▶ [REQUIREMENTS] Copy out each line below that contains the word "strawberry".

****

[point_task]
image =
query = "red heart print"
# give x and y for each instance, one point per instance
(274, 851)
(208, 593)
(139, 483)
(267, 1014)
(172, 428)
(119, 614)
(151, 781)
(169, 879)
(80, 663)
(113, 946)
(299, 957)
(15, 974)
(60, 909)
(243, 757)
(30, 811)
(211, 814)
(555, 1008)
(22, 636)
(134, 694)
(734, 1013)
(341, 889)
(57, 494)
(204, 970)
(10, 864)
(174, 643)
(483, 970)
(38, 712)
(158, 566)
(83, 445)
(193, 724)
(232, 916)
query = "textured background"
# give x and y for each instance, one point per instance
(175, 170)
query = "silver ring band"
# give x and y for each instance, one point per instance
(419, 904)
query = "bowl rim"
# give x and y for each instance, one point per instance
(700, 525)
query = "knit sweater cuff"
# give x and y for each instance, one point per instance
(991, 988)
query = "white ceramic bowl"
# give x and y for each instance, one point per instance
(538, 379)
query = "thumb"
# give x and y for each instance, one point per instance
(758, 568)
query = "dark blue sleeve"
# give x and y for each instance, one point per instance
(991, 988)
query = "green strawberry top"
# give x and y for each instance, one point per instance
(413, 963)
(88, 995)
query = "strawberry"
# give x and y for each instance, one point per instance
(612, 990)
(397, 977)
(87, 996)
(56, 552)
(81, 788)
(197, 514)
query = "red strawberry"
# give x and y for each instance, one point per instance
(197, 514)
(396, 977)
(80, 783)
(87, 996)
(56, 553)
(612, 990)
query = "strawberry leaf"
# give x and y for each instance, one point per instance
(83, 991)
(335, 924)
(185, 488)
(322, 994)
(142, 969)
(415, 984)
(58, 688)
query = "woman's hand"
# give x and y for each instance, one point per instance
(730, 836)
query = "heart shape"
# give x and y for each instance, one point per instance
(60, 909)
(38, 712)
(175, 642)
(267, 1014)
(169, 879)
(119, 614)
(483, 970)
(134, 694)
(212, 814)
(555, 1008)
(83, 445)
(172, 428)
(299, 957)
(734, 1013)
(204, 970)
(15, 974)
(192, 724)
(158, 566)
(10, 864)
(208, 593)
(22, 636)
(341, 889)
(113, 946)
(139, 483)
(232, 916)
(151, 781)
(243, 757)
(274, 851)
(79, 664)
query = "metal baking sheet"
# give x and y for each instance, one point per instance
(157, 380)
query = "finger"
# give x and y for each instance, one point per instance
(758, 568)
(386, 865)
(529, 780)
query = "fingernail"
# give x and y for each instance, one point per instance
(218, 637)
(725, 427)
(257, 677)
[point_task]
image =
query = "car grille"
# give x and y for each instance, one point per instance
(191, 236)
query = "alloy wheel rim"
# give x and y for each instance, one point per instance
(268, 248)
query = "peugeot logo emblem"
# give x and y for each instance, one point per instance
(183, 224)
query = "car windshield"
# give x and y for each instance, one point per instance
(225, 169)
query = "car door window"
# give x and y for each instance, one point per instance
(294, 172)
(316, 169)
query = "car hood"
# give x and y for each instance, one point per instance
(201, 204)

****

▶ [COMPLETED TASK]
query = "green strawberry top"
query = "strawberry"
query = "red strawberry"
query = "strawberry leaf"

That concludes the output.